-- TASK PROMPT --
Copy the material again, starting at its first line and ending after the line that contains "[188,93,221,121]", with the audit instructions included and 84 added to every bounding box coordinate in the answers. Omit the pictures.

-- GIVEN RECORDS --

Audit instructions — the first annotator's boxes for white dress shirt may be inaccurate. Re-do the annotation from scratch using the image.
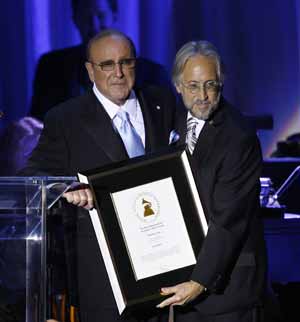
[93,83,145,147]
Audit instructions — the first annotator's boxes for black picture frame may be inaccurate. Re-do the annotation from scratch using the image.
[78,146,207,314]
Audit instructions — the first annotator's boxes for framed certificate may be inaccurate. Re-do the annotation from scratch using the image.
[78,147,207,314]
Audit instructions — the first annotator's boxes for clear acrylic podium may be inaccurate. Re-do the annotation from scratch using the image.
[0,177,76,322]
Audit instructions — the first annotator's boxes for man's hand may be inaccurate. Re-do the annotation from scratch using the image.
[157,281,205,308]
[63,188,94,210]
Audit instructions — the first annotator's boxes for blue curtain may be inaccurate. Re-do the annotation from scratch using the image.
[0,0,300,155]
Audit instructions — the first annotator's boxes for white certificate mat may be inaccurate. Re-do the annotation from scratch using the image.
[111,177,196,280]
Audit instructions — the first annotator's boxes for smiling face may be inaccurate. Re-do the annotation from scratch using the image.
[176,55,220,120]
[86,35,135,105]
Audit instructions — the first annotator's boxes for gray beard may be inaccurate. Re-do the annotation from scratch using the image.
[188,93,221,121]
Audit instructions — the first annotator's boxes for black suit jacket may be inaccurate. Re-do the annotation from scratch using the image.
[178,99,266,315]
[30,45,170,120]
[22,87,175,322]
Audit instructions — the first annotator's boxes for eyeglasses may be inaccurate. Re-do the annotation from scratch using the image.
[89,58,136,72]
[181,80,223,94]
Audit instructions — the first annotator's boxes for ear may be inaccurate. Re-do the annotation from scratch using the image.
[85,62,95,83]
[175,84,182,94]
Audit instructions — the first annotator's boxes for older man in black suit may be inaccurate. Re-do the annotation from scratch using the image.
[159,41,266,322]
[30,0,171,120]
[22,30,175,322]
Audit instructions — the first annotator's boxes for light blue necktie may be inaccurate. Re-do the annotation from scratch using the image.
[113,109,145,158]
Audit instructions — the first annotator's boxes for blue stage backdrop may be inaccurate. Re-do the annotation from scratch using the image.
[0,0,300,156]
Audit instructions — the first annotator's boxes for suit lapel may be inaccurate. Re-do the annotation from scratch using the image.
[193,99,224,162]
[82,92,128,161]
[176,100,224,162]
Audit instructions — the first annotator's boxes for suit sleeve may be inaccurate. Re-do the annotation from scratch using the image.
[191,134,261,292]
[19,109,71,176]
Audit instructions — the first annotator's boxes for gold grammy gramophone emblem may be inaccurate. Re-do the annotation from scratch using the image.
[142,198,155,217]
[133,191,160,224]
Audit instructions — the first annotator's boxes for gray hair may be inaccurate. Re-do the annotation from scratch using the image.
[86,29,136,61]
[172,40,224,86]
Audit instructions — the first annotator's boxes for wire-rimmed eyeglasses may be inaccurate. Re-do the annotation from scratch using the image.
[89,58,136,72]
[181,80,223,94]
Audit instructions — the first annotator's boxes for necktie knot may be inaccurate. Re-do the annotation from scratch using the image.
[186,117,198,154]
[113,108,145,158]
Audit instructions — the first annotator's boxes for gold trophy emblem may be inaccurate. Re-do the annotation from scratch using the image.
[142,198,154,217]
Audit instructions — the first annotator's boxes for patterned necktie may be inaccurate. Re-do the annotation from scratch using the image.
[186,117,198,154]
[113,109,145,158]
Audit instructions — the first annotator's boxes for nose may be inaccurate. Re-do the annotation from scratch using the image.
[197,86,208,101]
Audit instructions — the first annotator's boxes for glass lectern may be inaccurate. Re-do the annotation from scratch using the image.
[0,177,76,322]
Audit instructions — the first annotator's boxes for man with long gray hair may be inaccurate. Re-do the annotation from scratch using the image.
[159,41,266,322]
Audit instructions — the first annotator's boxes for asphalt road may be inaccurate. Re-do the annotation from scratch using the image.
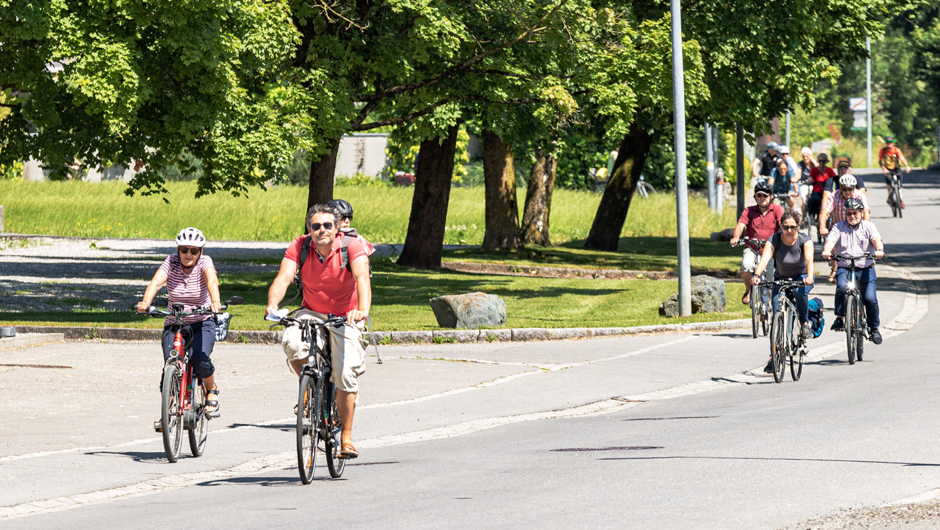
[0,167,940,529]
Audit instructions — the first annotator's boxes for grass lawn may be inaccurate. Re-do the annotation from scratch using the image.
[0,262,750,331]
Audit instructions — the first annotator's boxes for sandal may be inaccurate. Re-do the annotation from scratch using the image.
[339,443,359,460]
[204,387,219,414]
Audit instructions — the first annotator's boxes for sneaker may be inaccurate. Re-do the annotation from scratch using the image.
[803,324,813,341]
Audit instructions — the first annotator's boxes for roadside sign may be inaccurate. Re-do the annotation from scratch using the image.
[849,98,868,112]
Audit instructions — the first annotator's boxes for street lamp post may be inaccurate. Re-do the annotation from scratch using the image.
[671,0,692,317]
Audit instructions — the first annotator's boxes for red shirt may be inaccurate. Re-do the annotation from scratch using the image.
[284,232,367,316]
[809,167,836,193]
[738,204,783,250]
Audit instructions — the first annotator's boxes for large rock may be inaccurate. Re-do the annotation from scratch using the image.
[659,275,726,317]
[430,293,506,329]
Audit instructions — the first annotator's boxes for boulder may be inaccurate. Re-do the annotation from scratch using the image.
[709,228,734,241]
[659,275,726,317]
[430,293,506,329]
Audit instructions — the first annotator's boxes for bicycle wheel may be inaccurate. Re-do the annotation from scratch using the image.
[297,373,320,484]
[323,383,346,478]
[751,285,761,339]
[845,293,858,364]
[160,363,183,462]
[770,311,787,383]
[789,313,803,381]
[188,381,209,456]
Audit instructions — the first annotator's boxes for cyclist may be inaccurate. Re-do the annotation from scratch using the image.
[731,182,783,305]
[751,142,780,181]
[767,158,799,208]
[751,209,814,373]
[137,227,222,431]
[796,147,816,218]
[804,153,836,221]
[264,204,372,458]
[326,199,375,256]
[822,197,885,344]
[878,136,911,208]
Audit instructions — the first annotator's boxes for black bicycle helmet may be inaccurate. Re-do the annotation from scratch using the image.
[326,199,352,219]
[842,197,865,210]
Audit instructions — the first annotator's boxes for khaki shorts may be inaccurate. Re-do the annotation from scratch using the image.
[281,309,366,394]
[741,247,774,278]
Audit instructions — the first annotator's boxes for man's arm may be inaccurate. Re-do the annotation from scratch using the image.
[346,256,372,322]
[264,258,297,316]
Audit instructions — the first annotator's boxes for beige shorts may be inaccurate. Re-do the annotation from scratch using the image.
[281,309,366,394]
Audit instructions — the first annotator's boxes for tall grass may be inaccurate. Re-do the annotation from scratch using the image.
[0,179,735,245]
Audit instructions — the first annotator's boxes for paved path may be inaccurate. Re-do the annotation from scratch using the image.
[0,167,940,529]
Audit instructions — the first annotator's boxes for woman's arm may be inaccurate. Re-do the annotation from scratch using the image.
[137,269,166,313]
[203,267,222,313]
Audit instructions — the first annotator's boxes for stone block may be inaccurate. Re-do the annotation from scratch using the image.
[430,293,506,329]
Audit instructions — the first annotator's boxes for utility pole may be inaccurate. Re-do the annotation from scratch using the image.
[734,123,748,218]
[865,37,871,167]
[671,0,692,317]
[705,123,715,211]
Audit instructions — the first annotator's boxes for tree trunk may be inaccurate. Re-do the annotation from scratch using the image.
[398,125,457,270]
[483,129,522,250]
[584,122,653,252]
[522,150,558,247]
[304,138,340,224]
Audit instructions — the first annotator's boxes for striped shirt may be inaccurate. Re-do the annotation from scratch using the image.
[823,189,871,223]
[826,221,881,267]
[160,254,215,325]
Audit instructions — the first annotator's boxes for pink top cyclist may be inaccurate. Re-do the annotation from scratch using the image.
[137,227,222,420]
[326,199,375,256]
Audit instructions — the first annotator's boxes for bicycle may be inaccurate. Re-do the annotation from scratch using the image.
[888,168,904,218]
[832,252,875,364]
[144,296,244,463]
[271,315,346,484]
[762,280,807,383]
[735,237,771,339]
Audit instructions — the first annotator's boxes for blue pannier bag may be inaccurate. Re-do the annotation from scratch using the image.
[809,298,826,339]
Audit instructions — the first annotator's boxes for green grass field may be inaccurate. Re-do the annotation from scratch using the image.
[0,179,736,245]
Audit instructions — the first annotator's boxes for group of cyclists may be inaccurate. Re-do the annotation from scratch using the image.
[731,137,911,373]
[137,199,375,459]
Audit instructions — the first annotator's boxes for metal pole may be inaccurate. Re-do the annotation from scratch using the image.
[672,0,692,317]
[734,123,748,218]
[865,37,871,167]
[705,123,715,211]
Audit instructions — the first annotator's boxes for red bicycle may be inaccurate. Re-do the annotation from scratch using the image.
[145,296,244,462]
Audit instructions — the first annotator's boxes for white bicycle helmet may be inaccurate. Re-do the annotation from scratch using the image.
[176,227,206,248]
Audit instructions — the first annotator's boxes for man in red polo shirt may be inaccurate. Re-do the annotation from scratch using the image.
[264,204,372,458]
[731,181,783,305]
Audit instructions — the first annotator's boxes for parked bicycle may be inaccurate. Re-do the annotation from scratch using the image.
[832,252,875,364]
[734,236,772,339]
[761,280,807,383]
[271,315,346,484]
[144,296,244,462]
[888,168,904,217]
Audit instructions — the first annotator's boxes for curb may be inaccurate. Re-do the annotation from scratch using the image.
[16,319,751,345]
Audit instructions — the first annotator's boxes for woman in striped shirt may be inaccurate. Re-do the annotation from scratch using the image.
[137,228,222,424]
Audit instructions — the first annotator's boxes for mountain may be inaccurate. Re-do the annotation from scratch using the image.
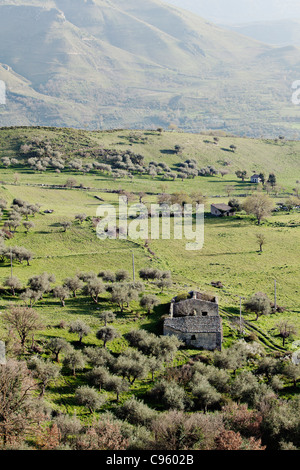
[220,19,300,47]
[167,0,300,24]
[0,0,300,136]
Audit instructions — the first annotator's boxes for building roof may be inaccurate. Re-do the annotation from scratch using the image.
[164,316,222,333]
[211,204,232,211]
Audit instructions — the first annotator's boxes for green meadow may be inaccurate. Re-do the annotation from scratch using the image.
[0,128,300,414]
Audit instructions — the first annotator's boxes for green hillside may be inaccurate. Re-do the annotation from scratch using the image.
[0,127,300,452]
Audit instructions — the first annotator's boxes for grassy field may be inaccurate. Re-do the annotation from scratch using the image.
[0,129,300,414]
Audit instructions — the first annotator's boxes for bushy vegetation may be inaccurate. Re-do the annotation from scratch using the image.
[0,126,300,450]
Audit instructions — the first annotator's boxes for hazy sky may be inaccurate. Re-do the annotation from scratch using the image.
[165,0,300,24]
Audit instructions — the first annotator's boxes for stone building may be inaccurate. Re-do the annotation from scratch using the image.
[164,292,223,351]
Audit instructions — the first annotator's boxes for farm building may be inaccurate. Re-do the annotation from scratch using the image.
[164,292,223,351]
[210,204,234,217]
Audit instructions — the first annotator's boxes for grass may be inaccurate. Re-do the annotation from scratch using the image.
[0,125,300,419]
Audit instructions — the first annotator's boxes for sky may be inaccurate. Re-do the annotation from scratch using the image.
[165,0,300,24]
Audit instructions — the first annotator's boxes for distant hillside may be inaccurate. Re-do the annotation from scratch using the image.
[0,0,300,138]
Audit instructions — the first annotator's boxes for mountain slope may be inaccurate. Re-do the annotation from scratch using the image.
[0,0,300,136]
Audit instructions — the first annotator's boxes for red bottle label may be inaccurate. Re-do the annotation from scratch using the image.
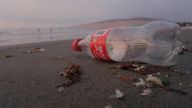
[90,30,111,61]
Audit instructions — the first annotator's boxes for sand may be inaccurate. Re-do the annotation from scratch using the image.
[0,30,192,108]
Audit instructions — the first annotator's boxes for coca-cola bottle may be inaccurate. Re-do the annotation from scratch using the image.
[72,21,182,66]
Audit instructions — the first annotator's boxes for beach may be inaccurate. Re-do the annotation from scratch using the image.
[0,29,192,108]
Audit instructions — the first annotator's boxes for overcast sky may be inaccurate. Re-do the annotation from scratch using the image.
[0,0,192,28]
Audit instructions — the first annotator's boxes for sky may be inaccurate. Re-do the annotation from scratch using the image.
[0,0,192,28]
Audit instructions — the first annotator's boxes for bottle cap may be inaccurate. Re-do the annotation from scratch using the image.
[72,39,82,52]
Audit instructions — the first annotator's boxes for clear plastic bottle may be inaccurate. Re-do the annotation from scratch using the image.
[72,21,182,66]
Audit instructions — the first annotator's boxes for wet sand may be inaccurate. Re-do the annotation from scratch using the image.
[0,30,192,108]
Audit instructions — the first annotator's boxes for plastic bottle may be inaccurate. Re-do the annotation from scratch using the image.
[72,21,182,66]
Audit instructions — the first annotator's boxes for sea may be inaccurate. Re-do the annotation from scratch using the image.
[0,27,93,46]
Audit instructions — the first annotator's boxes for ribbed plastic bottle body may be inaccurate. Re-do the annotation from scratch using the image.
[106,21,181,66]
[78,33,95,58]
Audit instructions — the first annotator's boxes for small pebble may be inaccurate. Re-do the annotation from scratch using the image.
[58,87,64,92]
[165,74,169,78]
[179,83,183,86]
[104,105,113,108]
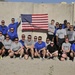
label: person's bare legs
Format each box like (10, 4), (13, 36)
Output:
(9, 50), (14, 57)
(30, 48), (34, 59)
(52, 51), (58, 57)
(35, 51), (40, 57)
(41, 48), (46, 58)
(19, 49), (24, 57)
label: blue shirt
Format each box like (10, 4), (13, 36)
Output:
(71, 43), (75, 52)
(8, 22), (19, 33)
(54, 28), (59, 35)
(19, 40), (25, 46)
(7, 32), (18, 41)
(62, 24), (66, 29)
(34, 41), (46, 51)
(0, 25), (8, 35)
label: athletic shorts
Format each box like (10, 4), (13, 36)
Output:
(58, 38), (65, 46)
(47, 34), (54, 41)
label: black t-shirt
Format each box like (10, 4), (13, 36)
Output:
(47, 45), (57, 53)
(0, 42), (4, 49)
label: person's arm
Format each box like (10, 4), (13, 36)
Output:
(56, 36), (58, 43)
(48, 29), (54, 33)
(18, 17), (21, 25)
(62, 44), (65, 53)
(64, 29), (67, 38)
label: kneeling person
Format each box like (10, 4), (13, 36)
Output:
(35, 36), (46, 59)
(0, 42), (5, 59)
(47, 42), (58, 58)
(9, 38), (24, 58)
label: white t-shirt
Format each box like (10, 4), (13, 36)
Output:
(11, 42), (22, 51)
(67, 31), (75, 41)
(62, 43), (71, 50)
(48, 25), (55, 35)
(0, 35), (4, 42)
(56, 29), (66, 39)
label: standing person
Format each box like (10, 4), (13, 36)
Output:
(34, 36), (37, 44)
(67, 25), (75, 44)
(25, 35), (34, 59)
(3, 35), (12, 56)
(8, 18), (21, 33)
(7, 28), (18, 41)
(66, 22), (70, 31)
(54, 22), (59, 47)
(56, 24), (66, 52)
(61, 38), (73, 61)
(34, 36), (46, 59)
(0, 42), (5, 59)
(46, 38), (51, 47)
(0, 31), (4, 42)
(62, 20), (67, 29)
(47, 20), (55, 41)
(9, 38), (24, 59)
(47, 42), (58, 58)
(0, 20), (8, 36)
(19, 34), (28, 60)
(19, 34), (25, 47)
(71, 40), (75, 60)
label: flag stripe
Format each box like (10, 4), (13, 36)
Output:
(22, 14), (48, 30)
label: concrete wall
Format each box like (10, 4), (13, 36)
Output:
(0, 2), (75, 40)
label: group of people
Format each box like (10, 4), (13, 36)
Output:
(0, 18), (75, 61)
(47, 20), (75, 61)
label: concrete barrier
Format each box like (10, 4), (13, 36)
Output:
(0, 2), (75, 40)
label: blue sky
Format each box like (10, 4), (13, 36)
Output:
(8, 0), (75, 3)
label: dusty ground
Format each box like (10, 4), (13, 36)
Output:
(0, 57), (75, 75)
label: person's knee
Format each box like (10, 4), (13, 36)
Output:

-- SOLUTION TO THIS EXERCISE --
Audit instructions — the first annotator's boxes for white dress shirt may be inaccurate. Re-do the annotation from scratch using the image.
[177,167,229,231]
Audit instructions — the first annotator's boxes for black picture frame may be inaccurate. Re-do the annotation from scratch using the image.
[162,230,291,398]
Audit instructions — the first annotator's boxes for framed certificate may be inaccurate. Re-do the annotation from scratch using the image.
[162,231,291,398]
Audit instructions — the first annotator's boxes for clear acrylic podium may be inaccurate. Re-do the annotation from scratch using the image.
[84,261,160,406]
Audit instructions — the first annotator's boxes for man's hand may be inaccurate. Re-do the annotation from scratch using the image.
[241,365,289,392]
[147,272,178,294]
Audit instructions — the first annotator's boxes for blue curtain may be inaccurate. Re-do the annotation from scratch using the image.
[84,84,384,239]
Audit instructions — the first annotator's boxes for white certificate mat may be inaccurate. Re-do the annotation from scratch using the image.
[195,261,280,364]
Audit instructions — the first annotator's boxes for smiling face may be inaccurate. Re-do the annotation from scratch using the image.
[260,139,304,204]
[170,119,219,189]
Audit instructions — the first annotator's boxes for gray beard may be inaccurate. Re-do the annotation from scratch using the image.
[272,177,305,205]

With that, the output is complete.